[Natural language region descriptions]

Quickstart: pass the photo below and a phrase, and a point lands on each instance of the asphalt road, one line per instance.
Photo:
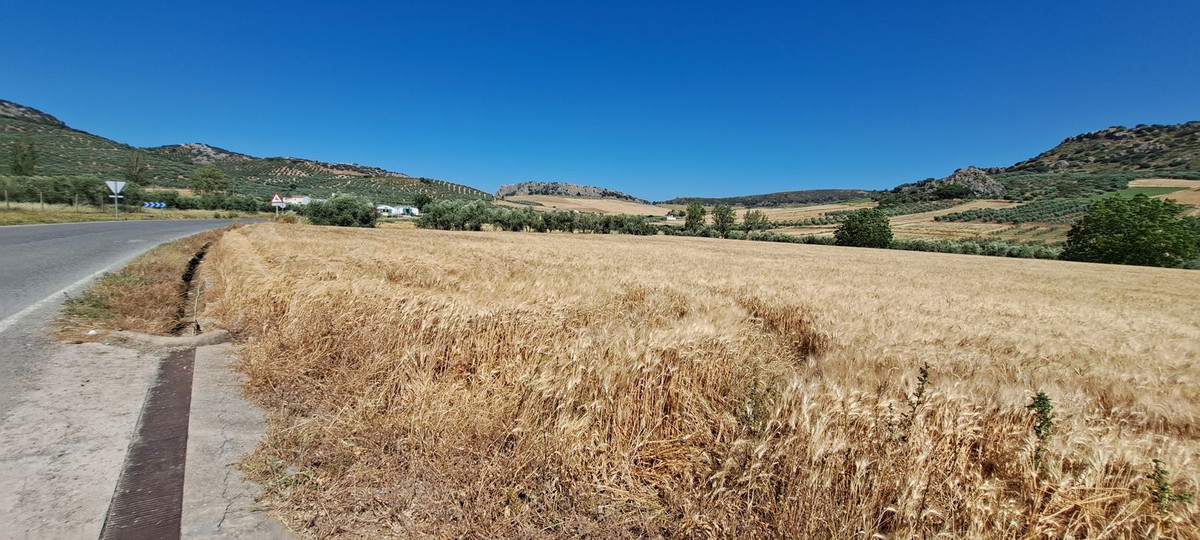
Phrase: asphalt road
(41, 264)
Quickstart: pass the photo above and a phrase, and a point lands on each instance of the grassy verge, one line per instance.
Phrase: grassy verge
(36, 214)
(147, 295)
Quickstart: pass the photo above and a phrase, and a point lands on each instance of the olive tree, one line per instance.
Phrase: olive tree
(695, 220)
(723, 219)
(1137, 231)
(864, 228)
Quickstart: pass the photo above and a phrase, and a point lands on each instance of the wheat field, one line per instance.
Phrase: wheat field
(445, 384)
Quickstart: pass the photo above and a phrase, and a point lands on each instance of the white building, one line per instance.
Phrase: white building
(396, 211)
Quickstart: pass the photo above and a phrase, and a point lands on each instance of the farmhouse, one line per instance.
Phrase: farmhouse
(395, 211)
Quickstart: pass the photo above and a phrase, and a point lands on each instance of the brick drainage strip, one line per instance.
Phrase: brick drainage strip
(149, 497)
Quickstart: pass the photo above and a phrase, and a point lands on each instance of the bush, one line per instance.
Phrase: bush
(1140, 231)
(342, 211)
(864, 228)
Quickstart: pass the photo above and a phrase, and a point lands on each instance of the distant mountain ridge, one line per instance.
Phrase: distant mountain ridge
(1141, 148)
(65, 151)
(21, 112)
(562, 190)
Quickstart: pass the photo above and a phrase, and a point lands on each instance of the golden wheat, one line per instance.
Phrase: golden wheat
(499, 384)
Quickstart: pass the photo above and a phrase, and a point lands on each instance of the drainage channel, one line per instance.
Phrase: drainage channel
(189, 295)
(149, 497)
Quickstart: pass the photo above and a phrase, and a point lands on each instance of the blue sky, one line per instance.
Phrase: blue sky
(663, 100)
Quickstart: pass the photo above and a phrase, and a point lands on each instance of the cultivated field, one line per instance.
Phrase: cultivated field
(1189, 195)
(527, 385)
(923, 227)
(802, 213)
(585, 204)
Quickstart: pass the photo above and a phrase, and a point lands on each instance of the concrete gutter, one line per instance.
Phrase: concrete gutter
(219, 502)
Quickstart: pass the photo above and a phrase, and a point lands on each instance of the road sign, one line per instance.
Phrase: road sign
(115, 187)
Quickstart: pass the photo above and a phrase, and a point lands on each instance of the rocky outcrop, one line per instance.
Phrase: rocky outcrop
(21, 112)
(561, 190)
(979, 183)
(971, 181)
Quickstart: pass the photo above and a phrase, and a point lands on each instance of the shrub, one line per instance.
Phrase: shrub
(342, 211)
(1139, 231)
(864, 228)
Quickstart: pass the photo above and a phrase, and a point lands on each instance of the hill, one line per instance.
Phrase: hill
(780, 198)
(1141, 148)
(562, 190)
(65, 151)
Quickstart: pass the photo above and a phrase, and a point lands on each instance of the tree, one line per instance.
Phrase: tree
(864, 228)
(137, 169)
(421, 201)
(209, 179)
(23, 157)
(724, 219)
(1138, 231)
(755, 220)
(695, 220)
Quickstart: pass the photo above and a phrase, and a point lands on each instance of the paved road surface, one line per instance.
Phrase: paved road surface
(40, 263)
(66, 412)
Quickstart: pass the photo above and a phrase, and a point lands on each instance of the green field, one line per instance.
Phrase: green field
(1147, 191)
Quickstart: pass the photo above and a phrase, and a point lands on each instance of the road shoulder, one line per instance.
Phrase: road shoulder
(219, 502)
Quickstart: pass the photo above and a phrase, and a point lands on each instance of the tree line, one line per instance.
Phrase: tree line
(473, 215)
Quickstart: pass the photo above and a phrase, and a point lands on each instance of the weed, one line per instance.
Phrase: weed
(1162, 491)
(915, 401)
(1044, 425)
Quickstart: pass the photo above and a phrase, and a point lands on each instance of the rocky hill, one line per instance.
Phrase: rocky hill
(64, 151)
(969, 181)
(780, 198)
(1141, 148)
(561, 190)
(17, 111)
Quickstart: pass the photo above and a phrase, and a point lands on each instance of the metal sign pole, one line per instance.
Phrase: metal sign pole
(115, 187)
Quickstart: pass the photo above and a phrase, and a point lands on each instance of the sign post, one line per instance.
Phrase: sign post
(277, 202)
(115, 187)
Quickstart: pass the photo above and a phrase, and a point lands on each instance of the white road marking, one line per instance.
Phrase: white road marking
(16, 317)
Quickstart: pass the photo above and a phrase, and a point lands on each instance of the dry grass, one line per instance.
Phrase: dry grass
(145, 295)
(585, 204)
(497, 384)
(802, 213)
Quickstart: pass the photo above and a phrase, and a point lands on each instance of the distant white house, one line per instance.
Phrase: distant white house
(396, 211)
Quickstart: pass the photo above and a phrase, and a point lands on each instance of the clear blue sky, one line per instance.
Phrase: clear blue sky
(654, 99)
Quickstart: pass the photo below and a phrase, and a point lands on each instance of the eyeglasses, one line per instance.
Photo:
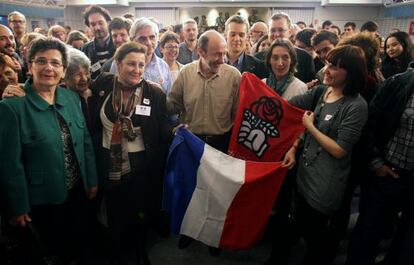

* _PROBLEM DESCRIPTION_
Please print every record above exactly, but leave the pictures out.

* _OUTPUT FOR THIS TASK_
Quickstart: pass the photo below and a phrase, and a point lands on each instance of the asphalt road, one line per instance.
Photo:
Phrase: asphalt road
(41, 264)
Quickstart: pass the photo above and a phrase, and a point lands on each instance of the grassy verge, one line per instance.
Phrase: grassy verge
(36, 214)
(147, 295)
Quickstart: pass the photo above and a phrase, and a point lands on each instance of the olive tree, one line per instance.
Phrase: olive tree
(695, 220)
(723, 219)
(1137, 231)
(864, 228)
Quickstart: pass the photo above and a phrase, and a point lands on each instance of the wheat field, one line per instance.
Phrase: wheat field
(445, 384)
Quickstart: pass the photo above and a phrase, and a point lands on each instance of the white building, one line per instance.
Phrase: white building
(396, 211)
Quickstart: pass the photo above and a phrase, and a point lands on each instance of the farmhouse, one line per instance.
Phrase: farmhouse
(395, 211)
Quickstart: pass the photo above and a phrase, and a point lands on each instance of the brick drainage strip, one line per instance.
Phrase: brick drainage strip
(149, 497)
Quickstart: pass the photo above and a phrase, and a point lands on each instance of the bush, one line per instance.
Phrase: bush
(1140, 231)
(342, 211)
(864, 228)
Quickstart: pass the photo above and a phrase, and a point lands on each instance of the distant mountain ridge, one line per instance.
Phrase: distant mountain ridge
(1141, 148)
(65, 151)
(21, 112)
(562, 190)
Quickstart: pass the photo above and a phrase, and a point lands on each instance of the golden wheat, one line per instance.
Phrase: golden wheat
(499, 384)
Quickstart: pass the photo above and a phrase, and a point lands on each instance of the drainage channel, one line per instance.
Phrase: drainage channel
(189, 295)
(149, 497)
Quickstart: pass the photo above and a phrase, and a point lands on each instance of the blue sky, one line per instance.
Phrase: blue sky
(663, 100)
Quickstart: pass the photo above and a phrase, and a point lands on each instance of the cultivated field, one line per instance.
Phrase: cultivated field
(1189, 195)
(527, 385)
(923, 227)
(802, 213)
(585, 204)
Quickstart: pass the photo above and a phrase, and a point lands on each instance of the concrete gutter, one line per instance.
Phrase: concrete gutter
(219, 502)
Quickstart: pass the photo above and a phrase, and a point lands on each instance of the road sign, one line per instance.
Phrase: road sign
(115, 187)
Quickstart: pass the photo above and a phrase, and a point lands on each instance of the rocky outcrop, one line per instance.
Phrase: rocky outcrop
(21, 112)
(561, 190)
(979, 183)
(971, 181)
Quickstart: pass the photo above and a phrase, and a point lands on each instance of the shrub, one line per instance.
Phrase: shrub
(342, 211)
(1139, 231)
(864, 228)
Quickstart: pass the photo above and a phrase, and a point lands on each instance of the hill, one line per instance.
Phrase: hill
(780, 198)
(1141, 148)
(562, 190)
(65, 151)
Quickstart: pass the photo above and a phrase, and a point lands on each instance of the tree, one line per instance.
Phrase: tree
(864, 228)
(137, 169)
(421, 201)
(209, 179)
(23, 157)
(724, 219)
(1138, 231)
(755, 220)
(695, 220)
Quickstart: pass the photo above and a phrase, and a point lands on each instance of the paved road surface, one line per instance.
Phrase: paved road surface
(40, 263)
(66, 412)
Quickstart: pass the photo above and a phrase, and a point lands on each instance of the green field, one line per instance.
Phrase: green field
(1147, 191)
Quickstart: pass the photo above and a phrase, and a point lands on each instance of the road shoulder, one line per instance.
Phrase: road shoulder
(219, 502)
Quickstart: pass the photo above and a phrase, and a point lands on each instance of the tree line, one line per instance.
Phrase: tree line
(473, 215)
Quickstart: pass the photo above and a phrase, and a point lands on each instance of the weed, one line per instance.
Phrase: weed
(1162, 491)
(915, 401)
(1044, 425)
Quickstart: pass the photo above and a phrase, and a point lands on each instance of the rocky hill, one line per instance.
Phrase: rocky hill
(64, 151)
(969, 181)
(780, 198)
(1141, 148)
(561, 190)
(17, 111)
Quickstart: pass the photo above and a phrase, and a point lands on each instance of the metal sign pole, one line per instance.
Phrase: metal sign pole
(115, 187)
Quickstart: pass the photo above and a phrase, and a point lands on each instance of the sign post, one line per instance.
Phrase: sign post
(277, 202)
(115, 187)
Quickstart: pass the photo above and a phrase, and a point lands on each instance of the white road marking, one line per instance.
Phrase: white road marking
(16, 317)
Quickstart: pass the photo above and a phrase, and a point lands on each instance of the dry grass, one line per instance.
Phrase: dry grass
(145, 295)
(585, 204)
(497, 384)
(802, 213)
Quickstart: pass the photo above and a phrase, and a point lands on each instance of the distant white house, one line per instance.
Phrase: distant white house
(396, 211)
Quickstart: pass the photo above and a phrase, and a point lands on each instance of the clear blue sky, one line per instance.
Phrase: clear blue sky
(654, 99)
Quickstart: pass the photo below and a phrase, and a point lands on each instance of the eyeglasses, one line per instance.
Photo:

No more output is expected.